[Begin Given text]

A key question Mr. Gave asks is whether we have reached “peak demand” for oil?  He is not sure, but if we have, he wonders whether we are destined to have to live through years in which markets and investors need to digest the past handful of years of misallocation of capital by the oil industry.  So when we read the comments by Doug Suttles, CEO of Encana Corp. (ECA-NYSE) at the time of his year-end earnings report, during which he announced a reduction in  the company’s capital spending plans for 2015 to between $2 billion and $2.2 billion from its December 2014 projection of $2.7 billion to $2.9 billion, that he was reluctant to cut his budget further but would rather focus on other “financial options” to protect the company’s balance sheet and oil and gas production ambitions, we were surprised.  Mr. Suttles said his reluctance to cut spending further was because his strategy depends on developing four North American unconventional resources plays and he doesn’t want to jeopardize the plan.  He plans now to raise $1 billion of new equity.

[End Given text]
[Begin Given records]

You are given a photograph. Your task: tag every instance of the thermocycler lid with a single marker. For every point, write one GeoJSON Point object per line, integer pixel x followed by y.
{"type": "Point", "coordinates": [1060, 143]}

[End Given records]
[Begin Given records]

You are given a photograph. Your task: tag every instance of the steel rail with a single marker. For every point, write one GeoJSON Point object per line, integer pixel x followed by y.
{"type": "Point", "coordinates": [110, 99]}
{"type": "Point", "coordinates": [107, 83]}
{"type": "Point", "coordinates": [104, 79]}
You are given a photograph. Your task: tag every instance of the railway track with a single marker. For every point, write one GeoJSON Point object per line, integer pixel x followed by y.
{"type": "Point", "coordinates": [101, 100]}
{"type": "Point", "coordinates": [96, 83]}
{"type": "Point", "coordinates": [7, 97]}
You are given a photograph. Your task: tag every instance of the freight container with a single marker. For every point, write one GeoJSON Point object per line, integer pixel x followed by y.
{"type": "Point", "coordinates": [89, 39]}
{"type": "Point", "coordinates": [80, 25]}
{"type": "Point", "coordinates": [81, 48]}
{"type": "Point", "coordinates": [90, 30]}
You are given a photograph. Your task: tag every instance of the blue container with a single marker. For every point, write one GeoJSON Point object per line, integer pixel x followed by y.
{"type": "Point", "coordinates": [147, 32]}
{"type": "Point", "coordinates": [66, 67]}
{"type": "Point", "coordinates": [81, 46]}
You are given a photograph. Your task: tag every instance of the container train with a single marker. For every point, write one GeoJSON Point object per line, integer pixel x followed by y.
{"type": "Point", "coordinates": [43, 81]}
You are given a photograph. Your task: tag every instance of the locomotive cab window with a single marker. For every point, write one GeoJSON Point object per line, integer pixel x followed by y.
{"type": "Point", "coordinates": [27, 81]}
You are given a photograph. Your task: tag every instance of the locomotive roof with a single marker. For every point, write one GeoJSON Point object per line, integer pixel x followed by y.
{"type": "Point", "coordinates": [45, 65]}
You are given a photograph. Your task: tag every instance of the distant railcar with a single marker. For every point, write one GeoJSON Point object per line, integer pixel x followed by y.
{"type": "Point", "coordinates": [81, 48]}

[End Given records]

→ **Actions to take**
**A)** In the passage on oil demand and Encana's spending, how much new equity does Mr. Suttles plan to raise?
**B)** Can you resume the passage on Encana's capital spending from the point where it stops?

→ **Results by task**
**A)** $1 billion.

**B)**
Mr. Grantham and Mr. Gave have given us a lot to consider as we think about how the next few years will play out for the oil and gas business.  We wonder whether any of these thoughts are being discussed in the boardrooms of energy companies.  We suspect they are not being considered as the recent successful efforts of the major oil companies to raise billions in new debt, Canada’s Cenovus (CVO-NYSE) to sell C$1.6 billion in new equity, and private equity funds to complete record fund-raising efforts dedicated to energy investments have many executives focused more on what it will take to get through the next few months rather than thinking about steps to enhance or protect shareholder value for the long-term.  Slashing and burning is a tactic for survival but not a strategy for dealing with the failure to properly manage capital.  Resolving that failure, while gutting one’s organization, will make it extremely difficult to deal with an industry future dictated by slower underlying growth. 

Age Of LNG Is Rapidly Approaching – Will It Mean Anything? (Top)

Two weeks ago, Cheniere Energy’s (LNG-NYSE) Sabine LNG unit filed status reports with the Federal Energy Regulatory Commission (FERC) showing that the company’s Trains 1 and 2 remain on schedule for commencing operations in February 2016 and June 2016, respectively.  The company also reviewed the engineering and construction status of Trains 3 and 4, which have estimated respective completion dates of April 2017 and August 2017.  Each train should produce 4.5 million tons of LNG per year (mtpa), or a total of 18 mtpa for the four trains.  That output equates to roughly 2.1 million cubic feet of natural gas per day. 

The Cheniere terminal is located at the mouth of the Sabine River, as shown in the picture in Exhibit 5.  We would like to point out to readers that on the other side of the Sabine River are a several jackup drilling rigs, as the location is a prime spot for servicing offshore drilling rigs and as a site for their stacking when they are not being utilized.  For those who have been around the offshore drilling industry for a long-time, you may recall past photos of dozens of jackups and semisubmersible drilling rigs stacked in and along the banks of the Sabine River during the 1980s.  Importantly, we learned last week where some of the liquefied natural gas (LNG) to be shipped from the Sabine terminal will be delivered – Lithuania.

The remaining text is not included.